• ACTIVITY:
Lines of the material that include the word "yellow" are to be counted; only their number should be given.

• SOURCE INFORMATION:

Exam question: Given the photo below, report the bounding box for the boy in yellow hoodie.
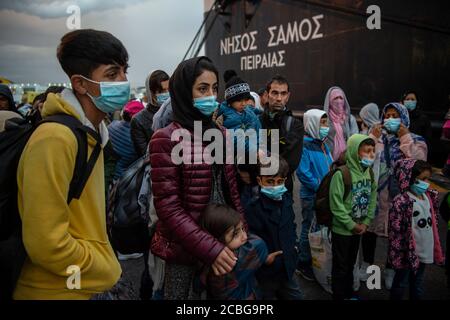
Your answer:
[14,29,130,299]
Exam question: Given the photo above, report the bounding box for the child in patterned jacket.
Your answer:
[388,159,444,300]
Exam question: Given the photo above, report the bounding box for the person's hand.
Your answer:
[397,123,409,138]
[265,251,283,265]
[352,224,364,235]
[359,224,368,234]
[371,124,382,139]
[211,247,237,276]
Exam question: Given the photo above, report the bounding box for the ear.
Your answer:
[256,176,263,186]
[70,75,88,95]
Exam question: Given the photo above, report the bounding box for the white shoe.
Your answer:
[117,252,144,261]
[358,262,371,282]
[384,268,395,290]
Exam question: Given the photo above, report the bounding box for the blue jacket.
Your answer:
[218,102,261,154]
[108,120,139,179]
[296,136,333,199]
[244,192,298,281]
[218,101,262,132]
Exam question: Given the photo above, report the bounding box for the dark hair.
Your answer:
[194,58,219,85]
[122,110,132,122]
[223,69,237,83]
[266,75,290,93]
[247,95,255,103]
[258,154,290,178]
[200,204,241,243]
[401,90,418,103]
[321,113,328,119]
[43,86,65,102]
[57,29,129,78]
[257,87,266,96]
[32,93,46,105]
[148,70,169,94]
[359,138,376,148]
[410,160,432,185]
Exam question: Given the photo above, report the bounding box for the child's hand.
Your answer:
[352,224,365,235]
[265,251,283,265]
[212,247,237,276]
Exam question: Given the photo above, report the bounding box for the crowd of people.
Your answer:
[0,28,449,301]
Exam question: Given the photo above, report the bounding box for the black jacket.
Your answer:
[130,103,160,156]
[408,108,432,150]
[245,193,298,281]
[260,108,304,193]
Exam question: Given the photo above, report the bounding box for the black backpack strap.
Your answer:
[39,114,102,204]
[338,165,352,200]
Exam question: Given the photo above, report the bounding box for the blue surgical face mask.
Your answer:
[360,157,374,168]
[404,100,417,111]
[319,127,330,140]
[260,184,288,201]
[193,96,219,116]
[410,179,429,196]
[156,92,170,106]
[81,76,130,113]
[384,117,401,133]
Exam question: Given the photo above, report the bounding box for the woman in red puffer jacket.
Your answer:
[148,57,244,300]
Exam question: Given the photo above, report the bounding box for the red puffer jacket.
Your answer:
[149,122,244,265]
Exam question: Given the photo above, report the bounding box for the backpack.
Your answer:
[314,163,374,227]
[0,114,102,300]
[107,154,153,255]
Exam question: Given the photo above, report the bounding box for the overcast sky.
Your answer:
[0,0,205,87]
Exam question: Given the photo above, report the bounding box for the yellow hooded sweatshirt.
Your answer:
[14,90,121,300]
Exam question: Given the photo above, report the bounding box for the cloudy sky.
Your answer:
[0,0,205,87]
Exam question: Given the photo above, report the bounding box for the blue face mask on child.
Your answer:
[384,118,401,133]
[410,179,429,196]
[360,157,374,168]
[319,127,330,140]
[260,184,288,201]
[81,76,131,113]
[193,96,219,116]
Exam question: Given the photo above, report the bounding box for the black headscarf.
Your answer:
[170,56,218,133]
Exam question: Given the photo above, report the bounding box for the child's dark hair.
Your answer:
[148,70,169,94]
[410,160,432,185]
[359,138,376,148]
[258,154,289,178]
[57,29,129,78]
[200,204,241,243]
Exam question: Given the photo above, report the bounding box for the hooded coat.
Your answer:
[296,109,333,199]
[368,103,428,237]
[359,103,380,135]
[0,84,17,112]
[388,159,444,272]
[323,86,359,159]
[329,134,378,236]
[149,57,244,266]
[15,89,121,299]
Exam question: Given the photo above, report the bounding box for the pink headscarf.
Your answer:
[328,88,347,159]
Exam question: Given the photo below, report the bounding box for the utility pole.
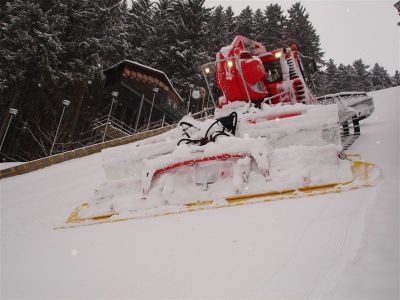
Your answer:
[102,91,118,142]
[0,108,18,153]
[134,94,145,132]
[187,83,195,114]
[49,100,70,156]
[147,87,159,131]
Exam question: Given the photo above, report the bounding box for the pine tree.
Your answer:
[0,0,65,158]
[225,6,237,42]
[370,63,392,90]
[285,2,323,60]
[143,0,175,70]
[162,0,212,94]
[95,0,129,66]
[319,59,341,94]
[0,0,64,98]
[336,64,358,92]
[235,6,254,39]
[262,4,287,50]
[208,5,230,55]
[252,9,266,43]
[391,70,400,87]
[127,0,155,64]
[311,70,325,96]
[352,59,373,92]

• EXPECTED ANSWER:
2